====== Raw records ======

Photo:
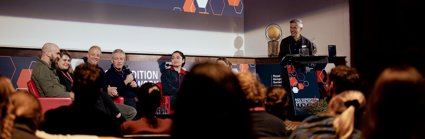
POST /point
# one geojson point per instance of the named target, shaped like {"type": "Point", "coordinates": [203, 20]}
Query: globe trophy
{"type": "Point", "coordinates": [273, 34]}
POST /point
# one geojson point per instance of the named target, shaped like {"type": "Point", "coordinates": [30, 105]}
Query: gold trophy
{"type": "Point", "coordinates": [273, 34]}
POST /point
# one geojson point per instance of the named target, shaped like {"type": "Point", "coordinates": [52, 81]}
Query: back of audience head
{"type": "Point", "coordinates": [149, 98]}
{"type": "Point", "coordinates": [6, 89]}
{"type": "Point", "coordinates": [348, 107]}
{"type": "Point", "coordinates": [17, 107]}
{"type": "Point", "coordinates": [276, 94]}
{"type": "Point", "coordinates": [88, 82]}
{"type": "Point", "coordinates": [395, 105]}
{"type": "Point", "coordinates": [215, 91]}
{"type": "Point", "coordinates": [64, 62]}
{"type": "Point", "coordinates": [342, 78]}
{"type": "Point", "coordinates": [254, 90]}
{"type": "Point", "coordinates": [277, 101]}
{"type": "Point", "coordinates": [25, 109]}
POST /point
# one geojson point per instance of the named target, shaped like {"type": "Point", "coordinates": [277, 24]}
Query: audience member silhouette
{"type": "Point", "coordinates": [149, 98]}
{"type": "Point", "coordinates": [277, 102]}
{"type": "Point", "coordinates": [211, 104]}
{"type": "Point", "coordinates": [338, 121]}
{"type": "Point", "coordinates": [342, 78]}
{"type": "Point", "coordinates": [265, 124]}
{"type": "Point", "coordinates": [395, 106]}
{"type": "Point", "coordinates": [23, 117]}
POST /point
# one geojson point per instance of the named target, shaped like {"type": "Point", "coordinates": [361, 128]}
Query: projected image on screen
{"type": "Point", "coordinates": [196, 27]}
{"type": "Point", "coordinates": [209, 7]}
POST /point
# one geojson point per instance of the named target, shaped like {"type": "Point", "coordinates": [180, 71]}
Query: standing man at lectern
{"type": "Point", "coordinates": [292, 44]}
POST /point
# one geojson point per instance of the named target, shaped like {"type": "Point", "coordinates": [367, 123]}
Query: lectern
{"type": "Point", "coordinates": [304, 77]}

======

# [Problem to solve]
Retype the entire listing above line for line, without changing any characters. Leave the pictures out.

# [Output for this task]
Photo:
POST /point
# one geojson point per instance of the named target, shaped like {"type": "Point", "coordinates": [203, 20]}
Query: globe trophy
{"type": "Point", "coordinates": [273, 34]}
POST /point
# one geojson point per instance of the named target, shaped like {"type": "Point", "coordinates": [30, 105]}
Query: gold trophy
{"type": "Point", "coordinates": [273, 34]}
POST /point
# one geojson point per instance of the named target, shaped like {"type": "Point", "coordinates": [52, 81]}
Query: back of audience head
{"type": "Point", "coordinates": [149, 98]}
{"type": "Point", "coordinates": [6, 89]}
{"type": "Point", "coordinates": [348, 107]}
{"type": "Point", "coordinates": [17, 107]}
{"type": "Point", "coordinates": [276, 94]}
{"type": "Point", "coordinates": [88, 82]}
{"type": "Point", "coordinates": [395, 105]}
{"type": "Point", "coordinates": [215, 91]}
{"type": "Point", "coordinates": [64, 62]}
{"type": "Point", "coordinates": [342, 78]}
{"type": "Point", "coordinates": [254, 90]}
{"type": "Point", "coordinates": [277, 101]}
{"type": "Point", "coordinates": [25, 109]}
POST /point
# one geojson point per instance of the named target, shaped like {"type": "Point", "coordinates": [277, 24]}
Query: audience member silhouette
{"type": "Point", "coordinates": [149, 98]}
{"type": "Point", "coordinates": [277, 102]}
{"type": "Point", "coordinates": [211, 104]}
{"type": "Point", "coordinates": [338, 121]}
{"type": "Point", "coordinates": [342, 78]}
{"type": "Point", "coordinates": [265, 124]}
{"type": "Point", "coordinates": [395, 106]}
{"type": "Point", "coordinates": [23, 117]}
POST /point
# one geojson point per instance of the named target, shaped like {"type": "Point", "coordinates": [361, 128]}
Query: projected image on screen
{"type": "Point", "coordinates": [196, 27]}
{"type": "Point", "coordinates": [209, 7]}
POST /point
# one geojson point per instance of the named target, shaped like {"type": "Point", "coordinates": [180, 71]}
Query: standing man at lectern
{"type": "Point", "coordinates": [292, 44]}
POST /point
# one geojson point per instance of the named target, shaped like {"type": "Point", "coordinates": [367, 123]}
Query: lectern
{"type": "Point", "coordinates": [304, 77]}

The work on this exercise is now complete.